= Exercise goal =
What you return should be the complete data below, word for word, with no pictures in it.

= Data for review =
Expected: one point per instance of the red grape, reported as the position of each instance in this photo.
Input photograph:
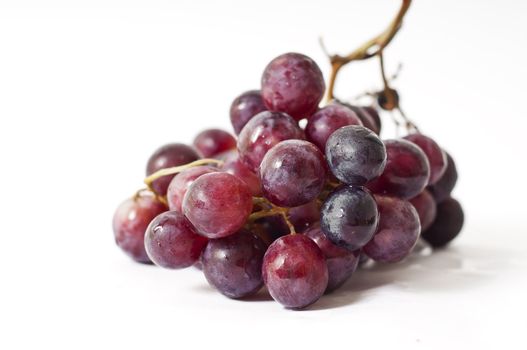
(293, 173)
(295, 271)
(181, 182)
(326, 120)
(436, 156)
(304, 216)
(264, 131)
(212, 142)
(233, 165)
(217, 204)
(233, 265)
(172, 242)
(293, 83)
(130, 222)
(398, 230)
(168, 156)
(406, 173)
(244, 107)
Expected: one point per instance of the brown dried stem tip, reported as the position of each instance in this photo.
(371, 48)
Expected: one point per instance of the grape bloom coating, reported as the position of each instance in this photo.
(300, 199)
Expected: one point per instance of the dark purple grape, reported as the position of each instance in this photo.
(398, 231)
(263, 132)
(217, 204)
(406, 172)
(233, 265)
(327, 120)
(172, 242)
(436, 156)
(426, 208)
(447, 225)
(363, 259)
(341, 262)
(304, 216)
(355, 155)
(181, 182)
(349, 217)
(293, 83)
(236, 167)
(442, 189)
(368, 116)
(244, 107)
(130, 222)
(168, 156)
(270, 228)
(295, 271)
(212, 142)
(293, 173)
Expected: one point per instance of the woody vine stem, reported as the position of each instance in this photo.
(373, 48)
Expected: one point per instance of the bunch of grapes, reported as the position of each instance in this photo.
(291, 207)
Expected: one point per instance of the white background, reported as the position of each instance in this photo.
(88, 89)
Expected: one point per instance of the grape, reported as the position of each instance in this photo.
(442, 189)
(328, 119)
(233, 265)
(181, 182)
(264, 131)
(212, 142)
(426, 208)
(372, 114)
(304, 216)
(236, 167)
(227, 155)
(130, 222)
(172, 242)
(168, 156)
(406, 172)
(398, 231)
(388, 104)
(244, 107)
(217, 204)
(270, 228)
(295, 271)
(293, 83)
(436, 156)
(349, 217)
(447, 225)
(368, 116)
(355, 155)
(363, 259)
(293, 173)
(341, 262)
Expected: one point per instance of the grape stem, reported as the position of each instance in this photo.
(369, 49)
(177, 169)
(158, 197)
(271, 210)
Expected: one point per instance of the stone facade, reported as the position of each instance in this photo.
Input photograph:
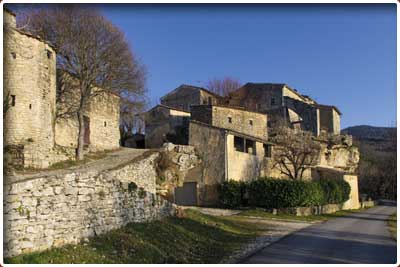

= Problem solution =
Expected: one point per instance of the red grape, reported as the position of each instance in this photo.
Input photograph:
(293, 173)
(295, 271)
(181, 182)
(326, 120)
(436, 156)
(304, 216)
(264, 131)
(212, 142)
(233, 165)
(217, 204)
(233, 265)
(172, 242)
(293, 83)
(130, 222)
(398, 230)
(168, 156)
(406, 173)
(244, 107)
Expected: one point per instance of the brown dried stem tip, reported as the position of each instance in this photo.
(371, 48)
Expected: one point per instance of the grape bloom coating, reported as the position of each instance in this photo.
(300, 199)
Expected: one point per instance of the dark purple grape, reported as the position of each instance in this photo.
(398, 231)
(263, 132)
(217, 204)
(406, 172)
(233, 265)
(327, 120)
(172, 242)
(436, 156)
(426, 208)
(447, 225)
(363, 259)
(341, 262)
(304, 216)
(355, 155)
(181, 182)
(349, 217)
(293, 83)
(236, 167)
(442, 189)
(368, 116)
(244, 107)
(130, 222)
(168, 156)
(270, 228)
(295, 271)
(212, 142)
(293, 173)
Expected: one point per instance of the woody vine stem, reported as the position of each instance in this photo.
(373, 48)
Expected: one point per instance of the bunch of grapes, reported as the position of each instance in this photo.
(291, 207)
Expected: one point per instance of the white background, reported as the position of each instance in this photo.
(88, 89)
Expected: one point per instance of the grape, reported as the position of each instance in this photo.
(442, 189)
(328, 119)
(233, 265)
(181, 182)
(264, 131)
(212, 142)
(426, 208)
(372, 114)
(304, 216)
(236, 167)
(227, 155)
(130, 222)
(172, 242)
(168, 156)
(406, 172)
(398, 231)
(388, 104)
(244, 107)
(217, 204)
(270, 228)
(295, 271)
(293, 83)
(436, 156)
(349, 217)
(447, 225)
(368, 116)
(355, 155)
(363, 259)
(293, 173)
(341, 262)
Expected: one point per instance of the grape stem, reported as the position of each instance in this photo.
(369, 49)
(177, 169)
(158, 197)
(271, 210)
Expected: one point per instance of the stone facade, reported as the position of each instance in this photo.
Input photograph:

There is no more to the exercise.